___ READING TEXT ___

New Clues on Alcoholism in Families
Personality Traits, Family History May Matter, Study Shows
WebMD News Archive
April 24, 2006 -- Researchers have identified several traits that may increase the risk of alcoholismfor people who have a family history of alcoholism.
The finding comes from a study of 175 young adults without alcoholism. Half of the participants had a family history of alcoholism.
Participants took memory, personality, and gambling tests. Among the findings:
- Memory scores were lower in less-inhibited people with a family history of alcoholism.
- Risky behavior on the gambling test was more common among men with a family history of alcoholism, compared with those not from alcoholic families.
If confirmed, those patterns may help predict and treat at-risk people, note William Lovallo, PhD, and colleagues in Alcoholism: Clinical & Experimental Research.
Lovallo directs the Behavioral Sciences Laboratory at Oklahoma City's Veterans Affairs Medical Center.
The study doesn't paint a picture of all people with a family history of alcoholism.
Past studies have shown that people with a family history of alcoholism, especially men, are more likely to develop alcoholism than the general public, note Lovallo and colleagues. But not everyone with alcoholic relatives develops alcoholism.
Lovallo's team searched for traits that might make a difference in alcoholism risk.
"Having the ability to decipher the brain characteristics of people who we think are at risk for alcoholism allows us to begin to talk about the process, about brain mechanisms, and how an inherited risk may be expressed through a person's behavior," Lovallo says in a news release.
"If you come from a family with alcoholism, and you also tend to like to take risks, break rules, etc., which are all part of behavioral disinhibition, you should be aware that you're manifesting some high-risk characteristics," he continues, adding that "parents and teachers may also want to be aware of these characteristics."
Alcoholism in the Family
Participants were about 23 years old, on average. They answered questions about their parents' and grandparents' drinking habits.
The researchers checked those reports with most of the participants' parents. A total of 87 participants had a family history of alcoholism in which either or both parents had alcohol problems.

___

• **PROBLEM REQUIREMENTS**: How would you sum up the article on alcoholism in families in two sentences?

___ COLLECTED DATA ___

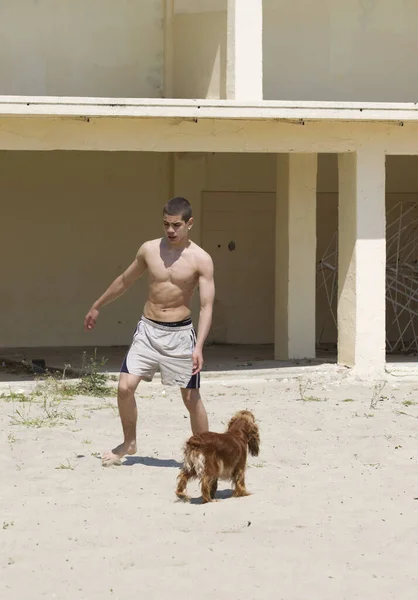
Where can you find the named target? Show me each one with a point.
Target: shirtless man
(164, 337)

___

• **SOLUTION FOR THIS PROBLEM**: A study of 175 young adults without alcoholism, about half of whom had a family history of it, found that less-inhibited participants with that history scored lower on memory tests and that men with that history took more risks on a gambling test than men from families without alcoholism. The researchers say that, if confirmed, these patterns may help predict and treat people at risk, since not everyone with alcoholic relatives develops alcoholism.